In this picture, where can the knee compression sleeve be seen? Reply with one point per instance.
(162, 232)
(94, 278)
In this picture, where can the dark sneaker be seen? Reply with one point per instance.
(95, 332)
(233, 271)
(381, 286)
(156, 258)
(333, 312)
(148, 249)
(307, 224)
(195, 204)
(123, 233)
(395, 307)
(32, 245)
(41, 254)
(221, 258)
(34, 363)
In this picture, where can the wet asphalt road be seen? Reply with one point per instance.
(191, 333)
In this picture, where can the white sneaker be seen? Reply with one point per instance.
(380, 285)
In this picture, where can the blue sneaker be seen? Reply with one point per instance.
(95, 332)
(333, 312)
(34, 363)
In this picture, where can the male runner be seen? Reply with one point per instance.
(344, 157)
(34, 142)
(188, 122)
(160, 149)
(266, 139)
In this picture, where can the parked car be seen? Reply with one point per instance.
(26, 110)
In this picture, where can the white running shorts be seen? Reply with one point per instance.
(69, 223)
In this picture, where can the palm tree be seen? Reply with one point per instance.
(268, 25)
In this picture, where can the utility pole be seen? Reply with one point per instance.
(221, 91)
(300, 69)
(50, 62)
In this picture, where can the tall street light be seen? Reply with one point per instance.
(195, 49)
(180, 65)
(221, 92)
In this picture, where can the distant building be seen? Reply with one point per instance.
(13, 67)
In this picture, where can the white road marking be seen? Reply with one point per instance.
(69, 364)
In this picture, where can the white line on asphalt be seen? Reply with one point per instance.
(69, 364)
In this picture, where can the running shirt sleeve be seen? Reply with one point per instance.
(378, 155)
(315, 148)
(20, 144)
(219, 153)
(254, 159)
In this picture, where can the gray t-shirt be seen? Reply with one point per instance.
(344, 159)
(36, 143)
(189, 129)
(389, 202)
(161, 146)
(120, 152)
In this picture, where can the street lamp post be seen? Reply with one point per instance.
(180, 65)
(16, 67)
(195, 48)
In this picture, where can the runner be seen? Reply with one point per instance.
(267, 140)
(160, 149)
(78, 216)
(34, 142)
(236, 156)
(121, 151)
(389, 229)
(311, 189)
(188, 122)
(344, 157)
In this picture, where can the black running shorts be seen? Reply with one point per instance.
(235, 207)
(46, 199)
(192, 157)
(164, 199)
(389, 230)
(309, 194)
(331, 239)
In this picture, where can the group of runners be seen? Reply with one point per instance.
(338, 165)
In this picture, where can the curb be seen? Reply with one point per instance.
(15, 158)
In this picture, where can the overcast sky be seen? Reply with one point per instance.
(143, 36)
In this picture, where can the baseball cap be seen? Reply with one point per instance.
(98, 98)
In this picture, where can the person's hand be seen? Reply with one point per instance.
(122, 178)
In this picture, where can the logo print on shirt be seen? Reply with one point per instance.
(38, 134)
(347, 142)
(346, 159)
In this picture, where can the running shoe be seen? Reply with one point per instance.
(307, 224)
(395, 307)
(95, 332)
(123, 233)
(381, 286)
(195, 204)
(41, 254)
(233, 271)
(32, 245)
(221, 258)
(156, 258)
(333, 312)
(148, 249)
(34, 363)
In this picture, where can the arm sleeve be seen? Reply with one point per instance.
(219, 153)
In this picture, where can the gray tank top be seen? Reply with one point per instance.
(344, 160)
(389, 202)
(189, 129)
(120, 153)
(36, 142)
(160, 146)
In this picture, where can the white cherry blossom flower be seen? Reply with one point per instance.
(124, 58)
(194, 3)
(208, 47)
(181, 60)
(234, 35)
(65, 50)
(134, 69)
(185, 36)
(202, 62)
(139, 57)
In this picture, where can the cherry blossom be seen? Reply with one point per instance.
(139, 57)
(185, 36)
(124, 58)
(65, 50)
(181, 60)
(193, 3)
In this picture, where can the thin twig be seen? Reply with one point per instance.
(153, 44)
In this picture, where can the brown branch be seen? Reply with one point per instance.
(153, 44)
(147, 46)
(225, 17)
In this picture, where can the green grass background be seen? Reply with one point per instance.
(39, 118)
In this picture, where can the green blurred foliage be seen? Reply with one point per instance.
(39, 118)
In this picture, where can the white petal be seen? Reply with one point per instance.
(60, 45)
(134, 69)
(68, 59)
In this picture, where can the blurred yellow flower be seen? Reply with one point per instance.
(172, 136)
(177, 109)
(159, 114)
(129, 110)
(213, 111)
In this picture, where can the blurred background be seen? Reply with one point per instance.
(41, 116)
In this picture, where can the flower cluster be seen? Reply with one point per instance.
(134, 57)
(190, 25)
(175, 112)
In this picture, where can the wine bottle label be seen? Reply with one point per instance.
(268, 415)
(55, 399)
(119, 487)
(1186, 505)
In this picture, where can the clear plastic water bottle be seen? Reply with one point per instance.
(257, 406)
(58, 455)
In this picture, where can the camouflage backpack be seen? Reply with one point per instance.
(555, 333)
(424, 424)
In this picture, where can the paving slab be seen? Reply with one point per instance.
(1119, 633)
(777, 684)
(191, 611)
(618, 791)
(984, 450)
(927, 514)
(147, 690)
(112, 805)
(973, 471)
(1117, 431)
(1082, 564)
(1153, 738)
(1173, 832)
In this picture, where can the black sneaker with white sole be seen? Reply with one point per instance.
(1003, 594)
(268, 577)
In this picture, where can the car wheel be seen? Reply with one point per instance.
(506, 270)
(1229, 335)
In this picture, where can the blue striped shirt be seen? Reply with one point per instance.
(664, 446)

--

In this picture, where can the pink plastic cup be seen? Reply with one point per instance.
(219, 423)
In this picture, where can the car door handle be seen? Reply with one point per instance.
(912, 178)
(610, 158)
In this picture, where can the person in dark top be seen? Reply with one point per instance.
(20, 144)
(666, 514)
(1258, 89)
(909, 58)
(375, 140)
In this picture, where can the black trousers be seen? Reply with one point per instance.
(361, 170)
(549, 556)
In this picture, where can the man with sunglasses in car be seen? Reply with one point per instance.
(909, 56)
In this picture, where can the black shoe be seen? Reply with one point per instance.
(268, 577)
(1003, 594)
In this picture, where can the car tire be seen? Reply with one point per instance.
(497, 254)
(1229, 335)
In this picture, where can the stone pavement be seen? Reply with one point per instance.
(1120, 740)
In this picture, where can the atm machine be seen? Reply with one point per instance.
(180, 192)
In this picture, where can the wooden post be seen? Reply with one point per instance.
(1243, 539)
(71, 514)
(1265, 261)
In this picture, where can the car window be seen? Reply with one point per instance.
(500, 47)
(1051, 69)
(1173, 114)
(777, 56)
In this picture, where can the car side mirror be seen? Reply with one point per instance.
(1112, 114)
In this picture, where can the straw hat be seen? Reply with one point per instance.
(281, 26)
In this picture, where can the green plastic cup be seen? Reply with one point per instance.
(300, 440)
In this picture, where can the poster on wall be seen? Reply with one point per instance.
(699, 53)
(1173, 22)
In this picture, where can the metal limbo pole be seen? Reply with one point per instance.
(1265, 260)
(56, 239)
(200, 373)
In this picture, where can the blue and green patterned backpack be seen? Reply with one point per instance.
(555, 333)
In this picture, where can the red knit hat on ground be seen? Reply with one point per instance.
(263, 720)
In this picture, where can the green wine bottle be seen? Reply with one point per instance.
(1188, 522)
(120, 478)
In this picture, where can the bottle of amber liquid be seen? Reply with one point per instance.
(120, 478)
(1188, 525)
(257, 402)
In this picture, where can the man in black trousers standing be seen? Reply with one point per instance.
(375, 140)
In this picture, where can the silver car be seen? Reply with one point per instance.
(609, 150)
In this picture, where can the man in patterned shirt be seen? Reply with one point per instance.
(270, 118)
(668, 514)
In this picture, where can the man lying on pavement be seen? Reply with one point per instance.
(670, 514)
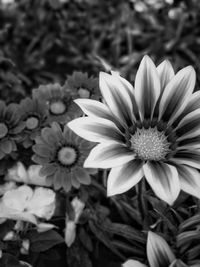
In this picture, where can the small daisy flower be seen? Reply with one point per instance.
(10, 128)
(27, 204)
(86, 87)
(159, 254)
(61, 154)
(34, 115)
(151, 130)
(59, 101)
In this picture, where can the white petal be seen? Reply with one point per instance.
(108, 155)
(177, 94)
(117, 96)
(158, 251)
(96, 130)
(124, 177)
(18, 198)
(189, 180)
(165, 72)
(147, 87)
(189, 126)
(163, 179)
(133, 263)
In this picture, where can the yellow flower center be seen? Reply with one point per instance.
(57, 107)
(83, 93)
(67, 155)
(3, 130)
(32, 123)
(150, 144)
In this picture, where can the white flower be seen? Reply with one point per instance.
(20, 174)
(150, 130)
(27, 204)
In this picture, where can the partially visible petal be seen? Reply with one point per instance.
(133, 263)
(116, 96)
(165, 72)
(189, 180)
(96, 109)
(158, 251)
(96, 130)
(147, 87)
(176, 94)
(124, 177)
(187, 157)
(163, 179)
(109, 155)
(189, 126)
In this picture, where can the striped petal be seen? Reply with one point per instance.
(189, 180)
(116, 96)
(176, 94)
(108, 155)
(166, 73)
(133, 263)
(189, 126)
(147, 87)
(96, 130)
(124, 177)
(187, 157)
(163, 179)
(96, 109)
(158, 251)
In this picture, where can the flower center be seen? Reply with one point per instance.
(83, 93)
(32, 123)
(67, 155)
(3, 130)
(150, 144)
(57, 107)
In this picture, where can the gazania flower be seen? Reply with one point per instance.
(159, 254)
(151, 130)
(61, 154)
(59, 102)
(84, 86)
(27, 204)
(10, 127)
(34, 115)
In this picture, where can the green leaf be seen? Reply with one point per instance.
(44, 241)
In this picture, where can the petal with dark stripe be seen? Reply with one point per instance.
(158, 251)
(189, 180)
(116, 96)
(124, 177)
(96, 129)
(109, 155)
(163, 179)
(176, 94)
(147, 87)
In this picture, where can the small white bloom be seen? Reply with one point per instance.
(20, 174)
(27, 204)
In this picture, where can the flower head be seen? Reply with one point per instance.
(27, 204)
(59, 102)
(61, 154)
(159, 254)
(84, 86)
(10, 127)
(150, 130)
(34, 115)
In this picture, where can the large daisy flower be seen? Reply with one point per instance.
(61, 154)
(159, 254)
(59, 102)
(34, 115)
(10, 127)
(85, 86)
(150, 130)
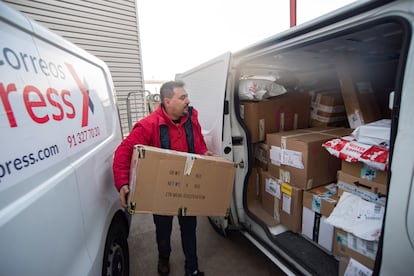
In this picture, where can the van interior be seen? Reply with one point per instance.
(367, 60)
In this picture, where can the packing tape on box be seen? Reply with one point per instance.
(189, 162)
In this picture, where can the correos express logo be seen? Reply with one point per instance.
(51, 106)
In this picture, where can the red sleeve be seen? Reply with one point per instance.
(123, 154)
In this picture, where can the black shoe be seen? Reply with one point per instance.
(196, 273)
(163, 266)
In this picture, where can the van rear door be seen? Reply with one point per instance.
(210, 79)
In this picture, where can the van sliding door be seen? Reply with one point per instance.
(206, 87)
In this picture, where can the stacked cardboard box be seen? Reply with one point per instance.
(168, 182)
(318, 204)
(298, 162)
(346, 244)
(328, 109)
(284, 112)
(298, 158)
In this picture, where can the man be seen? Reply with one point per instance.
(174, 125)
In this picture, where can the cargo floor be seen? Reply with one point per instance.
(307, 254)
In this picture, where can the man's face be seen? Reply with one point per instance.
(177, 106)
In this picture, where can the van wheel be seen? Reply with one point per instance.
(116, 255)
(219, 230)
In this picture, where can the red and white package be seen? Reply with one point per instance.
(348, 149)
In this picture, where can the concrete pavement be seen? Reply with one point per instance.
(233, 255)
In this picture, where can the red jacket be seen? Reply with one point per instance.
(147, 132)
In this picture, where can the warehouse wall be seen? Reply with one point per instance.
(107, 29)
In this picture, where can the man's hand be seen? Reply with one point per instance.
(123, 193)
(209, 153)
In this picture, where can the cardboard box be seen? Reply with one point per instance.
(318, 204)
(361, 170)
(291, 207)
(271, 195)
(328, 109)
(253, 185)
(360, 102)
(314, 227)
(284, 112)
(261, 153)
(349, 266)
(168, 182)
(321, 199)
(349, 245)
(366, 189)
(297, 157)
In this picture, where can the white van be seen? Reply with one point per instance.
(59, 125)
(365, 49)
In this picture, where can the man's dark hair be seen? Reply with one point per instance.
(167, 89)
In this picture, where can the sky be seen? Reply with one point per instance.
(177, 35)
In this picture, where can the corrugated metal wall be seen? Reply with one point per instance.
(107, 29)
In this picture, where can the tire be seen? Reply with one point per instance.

Problem requirements: Extract every line of the material above that contains the string "gray". Case counts, so match only the exact capitalization.

Task answer:
In this picture, where can the gray t-shirt be seen? Reply with one point per instance.
In this picture, where can the gray tank top be seen? Reply with one point per instance.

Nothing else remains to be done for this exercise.